- [Task item]
Since only part of the material below is wanted, output exactly the lines from the one with "Target: line of people" up to and including the one with "Mark one point on every instance of the shadow on pavement".
Record set: Begin
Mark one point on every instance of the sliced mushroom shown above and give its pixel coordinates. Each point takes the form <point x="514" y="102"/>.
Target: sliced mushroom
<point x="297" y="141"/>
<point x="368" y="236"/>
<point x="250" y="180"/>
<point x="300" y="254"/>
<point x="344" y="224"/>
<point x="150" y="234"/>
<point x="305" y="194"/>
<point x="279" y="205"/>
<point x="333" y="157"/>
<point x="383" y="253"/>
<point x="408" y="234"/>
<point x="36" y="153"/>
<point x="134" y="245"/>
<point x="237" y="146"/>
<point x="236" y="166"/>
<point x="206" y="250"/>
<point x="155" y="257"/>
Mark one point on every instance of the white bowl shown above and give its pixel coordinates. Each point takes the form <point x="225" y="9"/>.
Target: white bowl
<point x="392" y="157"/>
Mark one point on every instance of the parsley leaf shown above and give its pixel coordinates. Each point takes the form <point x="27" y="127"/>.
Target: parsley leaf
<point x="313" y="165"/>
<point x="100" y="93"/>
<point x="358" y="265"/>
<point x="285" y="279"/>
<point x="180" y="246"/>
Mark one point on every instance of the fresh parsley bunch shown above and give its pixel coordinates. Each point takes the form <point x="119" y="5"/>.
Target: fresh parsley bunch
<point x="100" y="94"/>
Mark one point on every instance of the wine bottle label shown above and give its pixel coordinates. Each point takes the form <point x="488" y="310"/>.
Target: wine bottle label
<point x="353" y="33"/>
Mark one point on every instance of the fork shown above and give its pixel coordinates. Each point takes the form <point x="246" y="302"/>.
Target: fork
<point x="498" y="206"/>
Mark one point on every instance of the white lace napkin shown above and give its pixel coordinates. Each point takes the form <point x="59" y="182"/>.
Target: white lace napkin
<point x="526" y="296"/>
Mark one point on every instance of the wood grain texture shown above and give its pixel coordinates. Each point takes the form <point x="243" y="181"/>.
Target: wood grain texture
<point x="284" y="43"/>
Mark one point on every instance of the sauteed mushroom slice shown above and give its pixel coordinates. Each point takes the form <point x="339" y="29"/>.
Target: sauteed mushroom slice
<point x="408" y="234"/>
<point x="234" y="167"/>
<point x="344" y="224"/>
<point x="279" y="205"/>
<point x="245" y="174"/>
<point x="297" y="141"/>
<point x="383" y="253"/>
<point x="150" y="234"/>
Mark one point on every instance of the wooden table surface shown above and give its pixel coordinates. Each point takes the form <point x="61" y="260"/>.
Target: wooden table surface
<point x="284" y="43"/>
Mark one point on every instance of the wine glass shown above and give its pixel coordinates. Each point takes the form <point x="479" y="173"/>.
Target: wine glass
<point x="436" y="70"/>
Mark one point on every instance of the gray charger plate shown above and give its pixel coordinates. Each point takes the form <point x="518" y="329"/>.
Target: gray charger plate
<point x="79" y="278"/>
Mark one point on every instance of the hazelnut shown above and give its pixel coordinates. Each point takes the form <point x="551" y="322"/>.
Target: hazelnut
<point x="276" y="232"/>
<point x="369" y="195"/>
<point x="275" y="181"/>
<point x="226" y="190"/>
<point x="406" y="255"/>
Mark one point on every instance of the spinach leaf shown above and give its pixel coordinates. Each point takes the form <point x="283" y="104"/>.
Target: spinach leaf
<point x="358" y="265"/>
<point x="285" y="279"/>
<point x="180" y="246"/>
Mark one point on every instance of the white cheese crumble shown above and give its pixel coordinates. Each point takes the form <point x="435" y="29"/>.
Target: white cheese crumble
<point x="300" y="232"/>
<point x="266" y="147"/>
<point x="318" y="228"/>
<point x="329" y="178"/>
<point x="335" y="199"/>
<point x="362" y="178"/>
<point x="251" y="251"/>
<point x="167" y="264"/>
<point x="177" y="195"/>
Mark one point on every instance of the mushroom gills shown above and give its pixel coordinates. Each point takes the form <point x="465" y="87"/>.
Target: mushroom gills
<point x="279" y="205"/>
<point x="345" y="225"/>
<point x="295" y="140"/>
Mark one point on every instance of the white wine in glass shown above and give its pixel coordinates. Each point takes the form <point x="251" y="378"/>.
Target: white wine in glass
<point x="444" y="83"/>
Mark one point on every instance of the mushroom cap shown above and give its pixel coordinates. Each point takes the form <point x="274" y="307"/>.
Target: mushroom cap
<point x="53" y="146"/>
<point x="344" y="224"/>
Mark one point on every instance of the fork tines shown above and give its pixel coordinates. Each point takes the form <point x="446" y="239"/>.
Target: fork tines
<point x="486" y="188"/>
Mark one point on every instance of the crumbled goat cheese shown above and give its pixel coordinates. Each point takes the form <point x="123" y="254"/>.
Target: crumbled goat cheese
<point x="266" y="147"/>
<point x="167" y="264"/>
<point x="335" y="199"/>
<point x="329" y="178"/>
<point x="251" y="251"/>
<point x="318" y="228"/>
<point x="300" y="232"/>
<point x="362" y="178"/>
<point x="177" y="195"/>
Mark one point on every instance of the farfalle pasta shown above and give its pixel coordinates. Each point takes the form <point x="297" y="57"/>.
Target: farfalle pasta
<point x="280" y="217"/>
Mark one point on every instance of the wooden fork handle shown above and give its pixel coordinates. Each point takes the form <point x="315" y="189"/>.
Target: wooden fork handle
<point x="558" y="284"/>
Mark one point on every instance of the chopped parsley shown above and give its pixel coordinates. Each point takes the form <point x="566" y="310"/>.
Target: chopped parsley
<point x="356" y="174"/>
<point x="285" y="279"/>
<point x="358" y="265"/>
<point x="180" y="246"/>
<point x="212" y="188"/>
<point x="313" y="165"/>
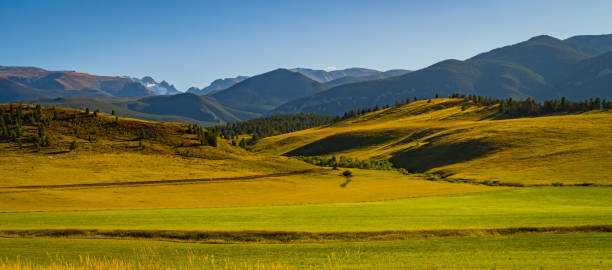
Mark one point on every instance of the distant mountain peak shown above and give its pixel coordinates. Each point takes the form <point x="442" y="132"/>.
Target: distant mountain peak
<point x="544" y="38"/>
<point x="148" y="79"/>
<point x="161" y="88"/>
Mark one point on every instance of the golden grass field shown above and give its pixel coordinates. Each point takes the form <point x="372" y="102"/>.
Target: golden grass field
<point x="467" y="144"/>
<point x="50" y="196"/>
<point x="317" y="187"/>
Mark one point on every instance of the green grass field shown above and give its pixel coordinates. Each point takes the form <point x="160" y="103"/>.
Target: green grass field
<point x="311" y="217"/>
<point x="546" y="206"/>
<point x="539" y="251"/>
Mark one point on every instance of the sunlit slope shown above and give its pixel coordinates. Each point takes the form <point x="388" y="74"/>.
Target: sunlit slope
<point x="122" y="150"/>
<point x="326" y="186"/>
<point x="459" y="140"/>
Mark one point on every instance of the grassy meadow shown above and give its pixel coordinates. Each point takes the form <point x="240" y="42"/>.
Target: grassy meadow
<point x="326" y="186"/>
<point x="550" y="206"/>
<point x="443" y="138"/>
<point x="136" y="194"/>
<point x="535" y="251"/>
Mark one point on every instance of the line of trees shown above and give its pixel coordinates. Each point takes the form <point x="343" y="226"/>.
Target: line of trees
<point x="12" y="125"/>
<point x="271" y="125"/>
<point x="507" y="107"/>
<point x="347" y="162"/>
<point x="530" y="107"/>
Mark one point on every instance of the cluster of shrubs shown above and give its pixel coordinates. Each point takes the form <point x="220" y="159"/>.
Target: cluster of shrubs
<point x="205" y="137"/>
<point x="347" y="162"/>
<point x="13" y="120"/>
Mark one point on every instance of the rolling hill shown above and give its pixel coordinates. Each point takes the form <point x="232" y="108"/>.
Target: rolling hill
<point x="69" y="84"/>
<point x="456" y="139"/>
<point x="184" y="108"/>
<point x="261" y="93"/>
<point x="541" y="67"/>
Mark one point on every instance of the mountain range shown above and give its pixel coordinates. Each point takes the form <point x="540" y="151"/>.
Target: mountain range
<point x="161" y="88"/>
<point x="542" y="67"/>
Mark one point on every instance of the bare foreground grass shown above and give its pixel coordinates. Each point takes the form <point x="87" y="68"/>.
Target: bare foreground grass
<point x="534" y="251"/>
<point x="536" y="207"/>
<point x="312" y="218"/>
<point x="326" y="186"/>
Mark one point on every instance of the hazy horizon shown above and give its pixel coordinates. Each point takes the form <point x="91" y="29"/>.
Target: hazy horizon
<point x="192" y="43"/>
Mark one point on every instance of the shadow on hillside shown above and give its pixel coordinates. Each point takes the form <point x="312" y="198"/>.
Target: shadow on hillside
<point x="342" y="142"/>
<point x="434" y="155"/>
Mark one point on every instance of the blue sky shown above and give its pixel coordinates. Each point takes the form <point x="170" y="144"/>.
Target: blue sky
<point x="191" y="43"/>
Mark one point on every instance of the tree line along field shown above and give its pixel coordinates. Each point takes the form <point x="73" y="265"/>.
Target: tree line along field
<point x="135" y="194"/>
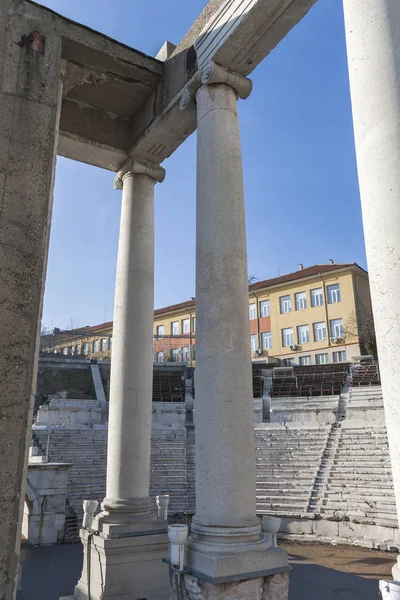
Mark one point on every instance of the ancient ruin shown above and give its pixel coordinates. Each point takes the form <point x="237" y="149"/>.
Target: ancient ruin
<point x="69" y="90"/>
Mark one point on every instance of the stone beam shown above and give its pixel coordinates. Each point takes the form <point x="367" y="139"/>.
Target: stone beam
<point x="236" y="34"/>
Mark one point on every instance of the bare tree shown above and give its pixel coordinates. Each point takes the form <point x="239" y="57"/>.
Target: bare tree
<point x="361" y="325"/>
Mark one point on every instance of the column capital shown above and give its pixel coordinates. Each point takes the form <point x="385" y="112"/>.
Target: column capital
<point x="135" y="167"/>
<point x="211" y="74"/>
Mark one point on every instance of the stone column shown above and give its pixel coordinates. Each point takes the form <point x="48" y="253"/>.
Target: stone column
<point x="129" y="436"/>
<point x="30" y="101"/>
<point x="226" y="539"/>
<point x="373" y="50"/>
<point x="125" y="554"/>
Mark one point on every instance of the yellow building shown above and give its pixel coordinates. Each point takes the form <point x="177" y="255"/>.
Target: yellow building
<point x="306" y="317"/>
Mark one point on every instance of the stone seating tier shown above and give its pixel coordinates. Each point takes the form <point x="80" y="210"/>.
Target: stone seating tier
<point x="359" y="484"/>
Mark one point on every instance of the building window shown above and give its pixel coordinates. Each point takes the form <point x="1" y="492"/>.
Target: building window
<point x="287" y="337"/>
<point x="301" y="300"/>
<point x="333" y="293"/>
<point x="319" y="332"/>
<point x="266" y="340"/>
<point x="337" y="329"/>
<point x="317" y="297"/>
<point x="303" y="334"/>
<point x="286" y="305"/>
<point x="265" y="309"/>
<point x="254" y="342"/>
<point x="321" y="359"/>
<point x="339" y="356"/>
<point x="304" y="361"/>
<point x="252" y="311"/>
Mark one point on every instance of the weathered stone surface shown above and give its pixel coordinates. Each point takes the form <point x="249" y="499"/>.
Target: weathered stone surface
<point x="275" y="587"/>
<point x="196" y="589"/>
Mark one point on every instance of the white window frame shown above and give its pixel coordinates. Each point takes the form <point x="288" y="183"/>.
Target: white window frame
<point x="287" y="337"/>
<point x="285" y="304"/>
<point x="266" y="340"/>
<point x="317" y="297"/>
<point x="317" y="327"/>
<point x="325" y="360"/>
<point x="252" y="311"/>
<point x="265" y="309"/>
<point x="305" y="361"/>
<point x="301" y="300"/>
<point x="254" y="342"/>
<point x="303" y="334"/>
<point x="339" y="356"/>
<point x="337" y="327"/>
<point x="333" y="293"/>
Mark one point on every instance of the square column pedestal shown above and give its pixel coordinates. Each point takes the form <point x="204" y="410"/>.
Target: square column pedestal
<point x="128" y="567"/>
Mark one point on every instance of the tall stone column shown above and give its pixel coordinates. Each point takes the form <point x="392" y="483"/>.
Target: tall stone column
<point x="124" y="556"/>
<point x="226" y="540"/>
<point x="129" y="435"/>
<point x="373" y="50"/>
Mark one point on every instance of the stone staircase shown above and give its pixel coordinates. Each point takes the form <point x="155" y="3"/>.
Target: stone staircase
<point x="287" y="463"/>
<point x="87" y="451"/>
<point x="359" y="484"/>
<point x="168" y="467"/>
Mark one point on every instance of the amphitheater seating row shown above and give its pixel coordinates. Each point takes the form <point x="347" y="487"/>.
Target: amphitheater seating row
<point x="359" y="486"/>
<point x="366" y="375"/>
<point x="168" y="387"/>
<point x="287" y="462"/>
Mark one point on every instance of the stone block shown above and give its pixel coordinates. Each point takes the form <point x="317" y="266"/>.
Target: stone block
<point x="274" y="587"/>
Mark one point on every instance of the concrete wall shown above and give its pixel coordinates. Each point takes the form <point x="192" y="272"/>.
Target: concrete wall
<point x="44" y="509"/>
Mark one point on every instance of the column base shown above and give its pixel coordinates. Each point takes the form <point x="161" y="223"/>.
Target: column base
<point x="220" y="563"/>
<point x="273" y="587"/>
<point x="128" y="567"/>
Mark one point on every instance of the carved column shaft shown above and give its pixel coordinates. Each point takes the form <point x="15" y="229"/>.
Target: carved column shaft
<point x="129" y="438"/>
<point x="225" y="453"/>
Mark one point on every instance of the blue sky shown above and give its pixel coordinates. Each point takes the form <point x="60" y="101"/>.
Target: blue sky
<point x="301" y="189"/>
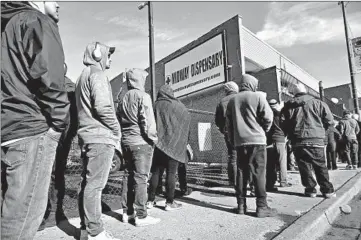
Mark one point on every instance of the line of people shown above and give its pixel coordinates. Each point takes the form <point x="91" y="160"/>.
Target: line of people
<point x="257" y="135"/>
<point x="38" y="124"/>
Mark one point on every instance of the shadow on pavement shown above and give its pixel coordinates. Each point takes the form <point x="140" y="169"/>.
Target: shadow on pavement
<point x="69" y="229"/>
<point x="108" y="211"/>
<point x="205" y="204"/>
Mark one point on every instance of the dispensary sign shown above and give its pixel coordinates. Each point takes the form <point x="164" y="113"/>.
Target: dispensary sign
<point x="199" y="68"/>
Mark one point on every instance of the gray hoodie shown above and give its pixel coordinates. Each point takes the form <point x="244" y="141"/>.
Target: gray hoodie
<point x="136" y="112"/>
<point x="248" y="115"/>
<point x="97" y="122"/>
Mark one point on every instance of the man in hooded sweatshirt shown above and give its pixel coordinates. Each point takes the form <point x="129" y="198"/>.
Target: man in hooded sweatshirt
<point x="349" y="130"/>
<point x="98" y="134"/>
<point x="278" y="152"/>
<point x="248" y="118"/>
<point x="34" y="108"/>
<point x="231" y="89"/>
<point x="305" y="120"/>
<point x="173" y="122"/>
<point x="139" y="136"/>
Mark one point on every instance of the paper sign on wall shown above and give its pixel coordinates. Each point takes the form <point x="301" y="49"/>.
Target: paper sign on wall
<point x="204" y="136"/>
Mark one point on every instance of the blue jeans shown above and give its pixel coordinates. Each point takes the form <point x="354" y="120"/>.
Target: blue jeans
<point x="251" y="160"/>
<point x="232" y="163"/>
<point x="139" y="160"/>
<point x="97" y="160"/>
<point x="26" y="169"/>
<point x="313" y="159"/>
<point x="162" y="161"/>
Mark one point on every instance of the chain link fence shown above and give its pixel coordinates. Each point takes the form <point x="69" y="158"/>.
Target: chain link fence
<point x="207" y="168"/>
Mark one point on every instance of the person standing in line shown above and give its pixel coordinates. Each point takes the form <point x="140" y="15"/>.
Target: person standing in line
<point x="231" y="89"/>
<point x="248" y="118"/>
<point x="278" y="151"/>
<point x="98" y="134"/>
<point x="358" y="119"/>
<point x="173" y="122"/>
<point x="332" y="137"/>
<point x="34" y="109"/>
<point x="57" y="183"/>
<point x="349" y="130"/>
<point x="304" y="120"/>
<point x="291" y="161"/>
<point x="139" y="136"/>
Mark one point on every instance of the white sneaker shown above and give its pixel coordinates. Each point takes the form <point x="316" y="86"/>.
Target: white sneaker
<point x="150" y="205"/>
<point x="103" y="236"/>
<point x="140" y="222"/>
<point x="126" y="218"/>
Record set: End
- [Output]
Target: line of people
<point x="257" y="135"/>
<point x="38" y="124"/>
Mark one point on every instance of the shadow on pavement shown above and give its pixel coordinates. Each point takes the form <point x="140" y="169"/>.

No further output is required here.